The data ▸
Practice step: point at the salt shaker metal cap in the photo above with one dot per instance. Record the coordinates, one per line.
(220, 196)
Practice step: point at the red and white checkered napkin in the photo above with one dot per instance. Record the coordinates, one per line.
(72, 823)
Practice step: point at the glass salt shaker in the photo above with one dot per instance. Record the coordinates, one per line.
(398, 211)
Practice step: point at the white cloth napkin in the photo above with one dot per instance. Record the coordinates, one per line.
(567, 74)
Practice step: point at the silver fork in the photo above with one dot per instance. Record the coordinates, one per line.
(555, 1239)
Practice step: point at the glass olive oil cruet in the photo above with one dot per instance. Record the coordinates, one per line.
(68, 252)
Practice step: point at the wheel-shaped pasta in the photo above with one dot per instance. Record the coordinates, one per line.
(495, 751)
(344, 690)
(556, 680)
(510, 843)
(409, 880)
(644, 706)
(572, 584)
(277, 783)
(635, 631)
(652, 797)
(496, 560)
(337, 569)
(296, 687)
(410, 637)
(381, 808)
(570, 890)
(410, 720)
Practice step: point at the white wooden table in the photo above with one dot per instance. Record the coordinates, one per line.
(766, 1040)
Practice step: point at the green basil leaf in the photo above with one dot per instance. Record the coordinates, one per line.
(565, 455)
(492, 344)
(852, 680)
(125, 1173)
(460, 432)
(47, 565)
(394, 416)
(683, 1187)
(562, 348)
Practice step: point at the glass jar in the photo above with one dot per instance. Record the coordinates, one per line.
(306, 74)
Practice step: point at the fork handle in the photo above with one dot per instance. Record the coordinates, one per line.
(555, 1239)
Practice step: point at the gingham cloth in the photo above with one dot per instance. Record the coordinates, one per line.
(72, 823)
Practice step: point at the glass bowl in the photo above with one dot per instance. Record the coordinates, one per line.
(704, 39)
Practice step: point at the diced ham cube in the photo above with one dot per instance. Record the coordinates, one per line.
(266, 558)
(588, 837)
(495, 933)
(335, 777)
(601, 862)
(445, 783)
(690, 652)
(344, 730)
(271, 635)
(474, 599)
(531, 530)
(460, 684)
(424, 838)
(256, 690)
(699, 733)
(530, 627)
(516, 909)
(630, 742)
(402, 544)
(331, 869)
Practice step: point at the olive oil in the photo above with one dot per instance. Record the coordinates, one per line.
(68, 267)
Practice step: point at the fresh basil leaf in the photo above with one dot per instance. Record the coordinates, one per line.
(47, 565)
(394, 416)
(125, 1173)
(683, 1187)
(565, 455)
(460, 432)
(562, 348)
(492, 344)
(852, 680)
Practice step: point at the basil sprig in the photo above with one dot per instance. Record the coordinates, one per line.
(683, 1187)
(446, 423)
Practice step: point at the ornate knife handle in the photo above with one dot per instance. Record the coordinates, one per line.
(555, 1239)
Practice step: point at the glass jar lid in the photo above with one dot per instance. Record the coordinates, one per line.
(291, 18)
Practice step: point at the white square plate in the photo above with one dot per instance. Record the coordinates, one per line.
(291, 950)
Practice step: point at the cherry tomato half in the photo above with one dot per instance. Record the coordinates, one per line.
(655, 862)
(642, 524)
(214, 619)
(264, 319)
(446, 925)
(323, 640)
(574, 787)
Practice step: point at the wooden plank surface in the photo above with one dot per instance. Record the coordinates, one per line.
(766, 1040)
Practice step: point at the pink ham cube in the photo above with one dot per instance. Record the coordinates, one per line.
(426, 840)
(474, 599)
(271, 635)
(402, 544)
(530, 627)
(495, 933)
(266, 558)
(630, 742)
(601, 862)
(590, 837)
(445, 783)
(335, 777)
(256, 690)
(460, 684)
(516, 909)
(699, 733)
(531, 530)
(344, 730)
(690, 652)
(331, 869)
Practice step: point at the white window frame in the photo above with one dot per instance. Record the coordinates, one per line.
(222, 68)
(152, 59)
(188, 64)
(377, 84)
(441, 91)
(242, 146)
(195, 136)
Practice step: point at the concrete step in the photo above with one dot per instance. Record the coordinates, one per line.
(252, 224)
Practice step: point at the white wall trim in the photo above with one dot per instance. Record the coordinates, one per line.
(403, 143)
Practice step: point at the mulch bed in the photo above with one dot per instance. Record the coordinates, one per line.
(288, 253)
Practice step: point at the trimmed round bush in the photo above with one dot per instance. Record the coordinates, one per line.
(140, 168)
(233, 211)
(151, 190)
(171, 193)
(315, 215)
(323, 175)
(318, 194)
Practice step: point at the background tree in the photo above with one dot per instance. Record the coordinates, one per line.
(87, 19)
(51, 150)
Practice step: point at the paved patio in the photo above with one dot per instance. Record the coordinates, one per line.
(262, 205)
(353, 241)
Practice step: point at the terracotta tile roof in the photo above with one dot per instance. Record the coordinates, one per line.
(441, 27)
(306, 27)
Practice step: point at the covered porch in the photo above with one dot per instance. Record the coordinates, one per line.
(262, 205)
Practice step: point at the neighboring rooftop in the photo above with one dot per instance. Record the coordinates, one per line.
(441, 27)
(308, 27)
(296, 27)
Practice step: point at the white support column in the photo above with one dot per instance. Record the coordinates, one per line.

Description of the task ▸
Reproduce all of the records exactly.

Task answer ▸
Practice step: point at the salt shaker metal cap in the photo above with one dot per instance. Record the coordinates, one per line.
(220, 196)
Practice step: point at the red and white checkered napkin in the photo above with one dot per instance. Record the coordinates, one per line.
(72, 823)
Practice step: point at the glass salt shaker in the photo above with one dot per instance. Record the coordinates, one per line.
(398, 211)
Practice step: point at the white cloth napkin in the photo above with one dot per instance. Record the coordinates, one per line.
(567, 74)
Practice step: point at the silver fork in the photo above with one dot per instance. Record the coordinates, one per line.
(555, 1239)
Practice step: point at the glass olive oil cruet in the photo above with one dot per instance. Record the coordinates, one per line.
(68, 252)
Practice step: point at the wheel-shaped pasta in the photo above with one dot per instance. Record the coordinates, one per line.
(495, 751)
(344, 690)
(556, 680)
(510, 843)
(409, 880)
(644, 706)
(572, 584)
(277, 783)
(635, 631)
(652, 797)
(496, 560)
(337, 569)
(296, 687)
(410, 637)
(381, 808)
(570, 890)
(410, 720)
Practice step: point at the white wooden table in the photo above with one dot per instance. Record the coordinates, one per line.
(766, 1040)
Practice step: point at the green basil leaf in the photo above with one dot per instance. Record the coordinates, one per line.
(565, 455)
(492, 344)
(852, 680)
(125, 1173)
(460, 432)
(47, 565)
(394, 416)
(683, 1187)
(562, 348)
Practice step: point at the glass jar in the photo above with one dot per instance. Record the coordinates, one per line.
(306, 74)
Practice step: point at the fork handle in the photo above with one dot per instance. Record the coordinates, one per line.
(555, 1239)
Practice step: point at the gingham cloth in the photo above with one dot per instance. Record the coordinates, one per line.
(72, 823)
Practice step: point at the glass bowl in the photo above with one dot per instance. Record the coordinates, one per line.
(704, 39)
Practice step: point at the diced ham cube in the photo above with one dot per instance. Record the coordinates, one per line.
(266, 558)
(588, 837)
(495, 933)
(335, 777)
(601, 862)
(445, 783)
(690, 652)
(344, 730)
(271, 635)
(474, 599)
(531, 530)
(460, 684)
(424, 838)
(256, 690)
(699, 733)
(530, 627)
(516, 909)
(630, 742)
(402, 544)
(331, 869)
Practice step: point at the olive oil in the photo above with one dot per instance. Record the coordinates, one per line.
(68, 267)
Practice step: point at the fresh basil leaf in the photo above with one dot per instance. Record the coordinates, one per line.
(47, 565)
(394, 416)
(125, 1173)
(683, 1187)
(565, 455)
(460, 432)
(562, 348)
(492, 344)
(852, 680)
Practice step: point at the basil sprig in the photo above with one dot per instance. Record the coordinates, one per line.
(683, 1187)
(446, 423)
Practice step: point at the ornate knife handle in the photo above with one dot per instance. Record the coordinates, one per line.
(555, 1239)
Practice step: point at the glass jar lid in the photo above with one dot per instance. Record the coordinates, one per line.
(291, 18)
Practice step: point at the white square plate in the photo above with one dot per instance. Record the coordinates, one per line.
(291, 950)
Practice step: point at the cherry tomato half in the photo above with one dot per instance. Record the coordinates, one per line.
(655, 862)
(642, 524)
(214, 619)
(264, 319)
(446, 925)
(323, 640)
(574, 787)
Practice step: point at the wooden plank surface in the photo above with one dot per instance. Record the coordinates, one per line.
(766, 1040)
Practice step: point at the pink ham cube in the photo above with one dot per instance. Record the coordinates, one per line.
(426, 840)
(474, 599)
(271, 635)
(402, 544)
(530, 627)
(495, 933)
(266, 558)
(630, 742)
(601, 862)
(590, 837)
(445, 783)
(335, 777)
(256, 690)
(460, 684)
(516, 909)
(699, 733)
(531, 530)
(344, 730)
(690, 652)
(331, 869)
Practice step: point at the white window frame in the photo above with one dot per instance. Record the coordinates, one per line.
(222, 68)
(152, 59)
(188, 64)
(377, 84)
(441, 91)
(242, 146)
(195, 136)
Practice step: point at the concrete step in the photo above with one dot per instance. Record the coordinates, one per line.
(252, 224)
Practice step: point at the white wall trim in the photo above with one dot per instance. Record the coordinates, one per line.
(403, 143)
Practice step: point at the mulch bed in the photo above with one dot per instance. Record the coordinates, one per line.
(288, 253)
Practice step: point at the trimmed round bush in the photo above with one dot per instance. Record the coordinates, one per line.
(140, 168)
(233, 211)
(151, 190)
(171, 193)
(315, 215)
(323, 175)
(318, 194)
Practice step: point at the background tree in the photo above with one dot per instance. Record the coordinates, one per line.
(87, 19)
(51, 150)
Practice step: point at the paved patio in the photo above with one dot per instance. Record the coordinates, one per line.
(262, 205)
(353, 241)
Practice step: point at the terracotta tile roof in the photo above with one dot per instance. Record the coordinates, one per line.
(441, 27)
(306, 27)
Practice step: point at the covered porch in the photo above with one dot per instance. Record the coordinates, one per line.
(262, 205)
Practice step: point at the neighboring rooftop in the photo above with one dot per instance. Record the coordinates, one per line.
(441, 27)
(308, 27)
(296, 27)
Practice step: point at the white support column in the photo above with one dot per instance. Record the coordinates, one per line.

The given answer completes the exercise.